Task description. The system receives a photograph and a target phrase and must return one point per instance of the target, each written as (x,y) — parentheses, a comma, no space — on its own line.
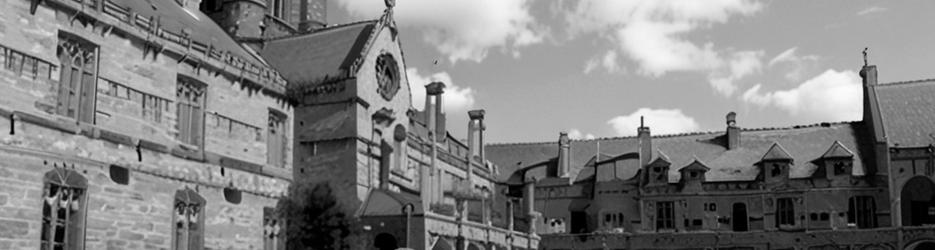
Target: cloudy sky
(592,68)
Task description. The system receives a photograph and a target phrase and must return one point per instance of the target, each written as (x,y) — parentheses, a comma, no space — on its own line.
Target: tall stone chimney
(733,132)
(869,75)
(564,155)
(646,143)
(477,118)
(312,15)
(435,90)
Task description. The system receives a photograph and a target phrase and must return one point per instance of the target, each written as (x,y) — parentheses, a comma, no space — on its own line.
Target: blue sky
(593,67)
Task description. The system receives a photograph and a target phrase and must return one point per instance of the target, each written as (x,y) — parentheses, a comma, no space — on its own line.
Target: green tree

▶ _What the exercise asks_: Output all of the lines above as a numbered list, omitting blank lines. Leave the pictures out.

▶ _Written solution_:
1. Task description. The system receives a photograph and a target phrase and must return one point per instance of the target, each written as (x,y) — parentheses, a comma, no space — on its own line.
2. Target: cloudy sky
3. (592,68)
4. Task description. The system receives a photograph and a target phrase and must return one point per instance of the target, each written as (x,y) — parentheses, a comma, no space — on its own line.
5. Target: tall stone chimney
6. (733,132)
7. (869,75)
8. (564,155)
9. (646,143)
10. (477,118)
11. (312,15)
12. (435,90)
13. Task description. The system receives a photograph and a target phrase and must return one point per instance of the target, each written as (x,y) — parentheses, a comma, no space — on its own line.
14. Target: blue sky
15. (593,67)
16. Task description. The system receives a photograph and a target phrase and must return one point per instance of the target, each written as (x,y) — parentheses, a comma, no space — on its own line.
17. Target: green tree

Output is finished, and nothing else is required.